Oxbridge dan Elitisme Pendidikan

Setiap Senin malam, di BBC ada acara kuis University Challenge. Kuis ini mirip seperti Cerdas Cermat di TVRI dulu.. (jadul amaat yaaa?). Pesertanya sih ngga perlu dijelaskan ‘kan, sudah tersurat jelas dari namanya. 

University Challenge ini termasuk salah satu acara yang jarang saya lewatkan. Bukan karena pencitraan atau mau sok pintar sih nonton acara ini, tetapi saya suka aja melihat para mahasiswa itu berebut dan pada bisaan menjawab pertanyaan-pertanyaan kuis yang beraneka ragam itu. Dari science, history, geography, art, musik klasik, film, dll. Susah-susah semua. Jarang banget ada pertanyaan yang bisa saya jawab. Emang gak lepel sih… 

Sejak pertama kali ditayangkan pada tahun 1963 sampai tahun lalu, acara ini telah menghasilkan 44 juara, dan 24 di antaranya dipegang oleh college-college dari Oxbridge (Oxford and Cambridge) University. Nggak heran lha ya, secara Oxbridge ini tidak pernah absen dari jajaran universitas terbaik, tidak hanya di Inggris, tetapi juga dunia.

Daftar Data:
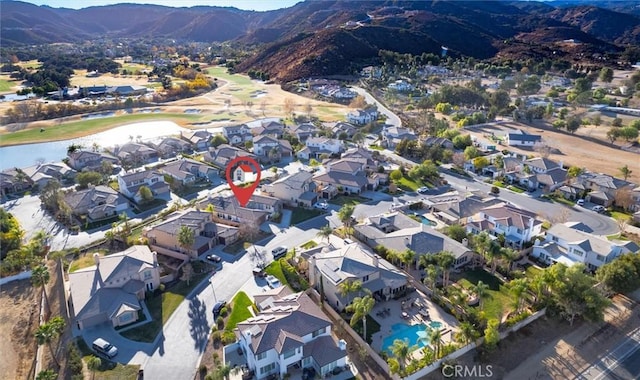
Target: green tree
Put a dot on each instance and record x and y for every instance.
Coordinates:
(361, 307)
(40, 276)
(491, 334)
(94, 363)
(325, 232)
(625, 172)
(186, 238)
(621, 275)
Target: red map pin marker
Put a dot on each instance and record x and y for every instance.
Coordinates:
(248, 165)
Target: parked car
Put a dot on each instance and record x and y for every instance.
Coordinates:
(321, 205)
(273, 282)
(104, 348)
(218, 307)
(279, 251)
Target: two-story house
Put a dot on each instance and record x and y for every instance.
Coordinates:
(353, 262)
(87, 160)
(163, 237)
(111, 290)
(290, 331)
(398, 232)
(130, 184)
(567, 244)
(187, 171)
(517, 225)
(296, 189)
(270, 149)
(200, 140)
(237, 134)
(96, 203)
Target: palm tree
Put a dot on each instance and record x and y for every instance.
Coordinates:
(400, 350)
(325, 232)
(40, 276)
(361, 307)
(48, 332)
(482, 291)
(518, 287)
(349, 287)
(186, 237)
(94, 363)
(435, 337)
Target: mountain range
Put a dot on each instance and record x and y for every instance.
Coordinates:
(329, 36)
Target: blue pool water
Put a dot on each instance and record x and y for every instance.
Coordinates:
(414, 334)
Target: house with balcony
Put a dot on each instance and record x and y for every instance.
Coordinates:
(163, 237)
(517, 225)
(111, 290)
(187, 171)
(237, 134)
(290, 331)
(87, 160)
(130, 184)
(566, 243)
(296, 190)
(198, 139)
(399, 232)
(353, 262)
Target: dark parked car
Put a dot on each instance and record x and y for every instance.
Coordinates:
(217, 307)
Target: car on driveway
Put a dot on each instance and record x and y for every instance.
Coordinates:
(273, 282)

--

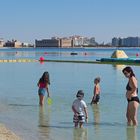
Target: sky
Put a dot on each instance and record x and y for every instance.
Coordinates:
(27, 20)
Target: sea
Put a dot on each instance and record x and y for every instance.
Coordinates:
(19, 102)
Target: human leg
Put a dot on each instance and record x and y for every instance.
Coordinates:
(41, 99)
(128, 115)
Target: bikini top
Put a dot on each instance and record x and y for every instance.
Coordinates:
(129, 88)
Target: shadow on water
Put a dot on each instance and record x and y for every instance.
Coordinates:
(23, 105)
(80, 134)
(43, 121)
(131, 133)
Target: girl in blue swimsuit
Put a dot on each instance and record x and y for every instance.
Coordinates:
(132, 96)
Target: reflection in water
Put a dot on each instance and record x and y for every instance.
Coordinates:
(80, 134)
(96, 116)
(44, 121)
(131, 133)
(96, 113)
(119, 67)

Yang Harus Dikerjakan: Bisakah Anda menyalin ulang dengan persis bagian kutipan halaman tentang Oxbridge, mulai dari "Setiap Senin malam, di" dan terus sampai "jelas dari namanya."?

Jawaban yang Diharapkan:
Setiap Senin malam, di BBC ada acara kuis University Challenge. Kuis ini mirip seperti Cerdas Cermat di TVRI dulu.. (jadul amaat yaaa?). Pesertanya sih ngga perlu dijelaskan ‘kan, sudah tersurat jelas dari namanya.